** START Excerpt provided **

Sorry, Tristan, but you’re way off the mark there.

Quick bit of political theory here.

Collectivism and socialism are not the same.

Socialism advocates democratic control of the means of production by the working class – a precise phrase you’ll find nowhere in the BNP’s literature and certainly not in its 2005 general election manifesto. In theory the power structure is bottom-up. The workers control industry by means of electing representatives to worker’s councils (what the Russians called ‘Soviets’) who run the industries on behalf of the workers. That’s the theory anyway.

Fascism, in is classical form, is corporatist, i.e. it advocates control of the state and society by ‘corporations’; unelected civic assemblies that represent key economic or civic interests. The power structure is a top-down one and, often, but not always technocratic in nature. A classically Fascist ‘solution’ to, say, running the car industry, would place control of the entire industry into the hands of a cartel of car producers, not into the control of the workers.

The difference is not as obvious as it once was as the far-right in Europe (other than Le Pen) has largely abandoned its corporatist roots and bought wholesale into modern capitalism, but occasionally those roots do re-emerge. Hence, in the BNP’s 2005 manifesto we find this:

Axiom #11: Owners should work, and workers should own.

If ordinary Britons increase their savings rate and invest the money in British industry, it will over time transpire that they are the owners of British industry. This has been called “pension-fund socialism,” and it combines the efficiency of capitalist private ownership with socialism’s ideal of worker ownership of the means of production. It also gives workers an incentive to care about the long-term health of the companies they work for, as they are part owners. It is also a pro-nationalist policy, as it tends to bring the ownership of British industry into British hands. The BNP supports the gradual assumption of worker ownership through their pension funds.

You’ll note both that it miscasts socialism’s ‘ideal’ as worker ownership of the means of production and not control – these are two very different things as is apparent by the reference to ‘pension-fund socialism’.

Under the BNP’s ‘plan’ workers might well own the industry in which they work, but only through their pension fund, which would still be managed on their behalf by corporate interests, i.e. pensions/insurance companies, and therefore would have no direct control over that industry. That’s not socialism, its corporatism but, and here’s the rub, the BNP want workers to think its socialism (or like socialism) in order to gain their support.

** END Excerpt provided **

What this exercise asks:
1. In the comment on socialism and corporatism, set down the part that opens with the words containing "If ordinary Britons" and closes with "to ‘pension-fund socialism’.".
2. Translate this sentence from the comment on socialism and corporatism into Spanish: "Collectivism and socialism are not the same."
3. Extend the comment on socialism, corporatism and the BNP's 2005 manifesto by writing on from its last sentence.

** START Items **

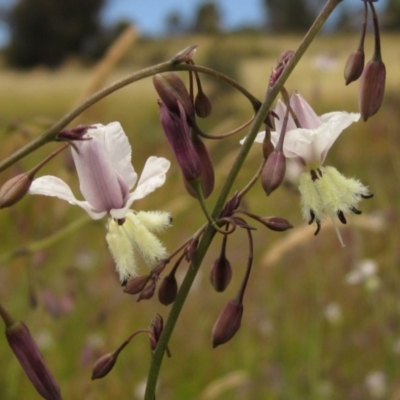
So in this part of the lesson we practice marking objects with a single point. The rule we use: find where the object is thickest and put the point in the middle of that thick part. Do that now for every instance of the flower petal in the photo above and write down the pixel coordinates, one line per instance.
(121, 248)
(53, 186)
(146, 243)
(99, 182)
(259, 138)
(153, 176)
(114, 140)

** END Items **

Answers to each task:
1.
If ordinary Britons increase their savings rate and invest the money in British industry, it will over time transpire that they are the owners of British industry. This has been called “pension-fund socialism,” and it combines the efficiency of capitalist private ownership with socialism’s ideal of worker ownership of the means of production. It also gives workers an incentive to care about the long-term health of the companies they work for, as they are part owners. It is also a pro-nationalist policy, as it tends to bring the ownership of British industry into British hands. The BNP supports the gradual assumption of worker ownership through their pension funds.

You’ll note both that it miscasts socialism’s ‘ideal’ as worker ownership of the means of production and not control – these are two very different things as is apparent by the reference to ‘pension-fund socialism’.

2. El colectivismo y el socialismo no son lo mismo.

3.
Moving on to B4L’s comments…

B4L: I think some wider reading on my part might help me here, but is the press/government really as influential as you suggest?

I’m not sure that reading will help much, here, as where I’m coming from is not an academic understanding of these issues, but one based on first-hand experience, having grown up in a white, working-class community.

Is the press/government are as influential as I suggest? Yes, absolutely. In the right circumstances.

What you have to appreciate here is that we’re not talking about the government or press creating prejudice where none previously existed, what we’re dealing with is the reinforcement of pre-existing prejudice – preaching to the already ‘converted’.

To understand properly what’s going on in these communities, the first thing you have to do is strip away the accumulated political bullshit that surrounds the issues of prejudice and racism and appreciate that there is a valid distinction between the two.

Prejudice stems from ignorance and a fear of the unfamiliar/unknown.

Racism stems from the belief that a particular ethnic group (your own) is inherently and innately superior to one of more other ethnic groups.

Prejudice is apolitical. Racism is political.

It also, just to kill another myth, has fuck all to do with where your ethnic group happens to sit in the global ‘power structure’ of society – which is why anyone can be racist no matter what ethnic group they actually belong to.

Why? Because racism is not rational.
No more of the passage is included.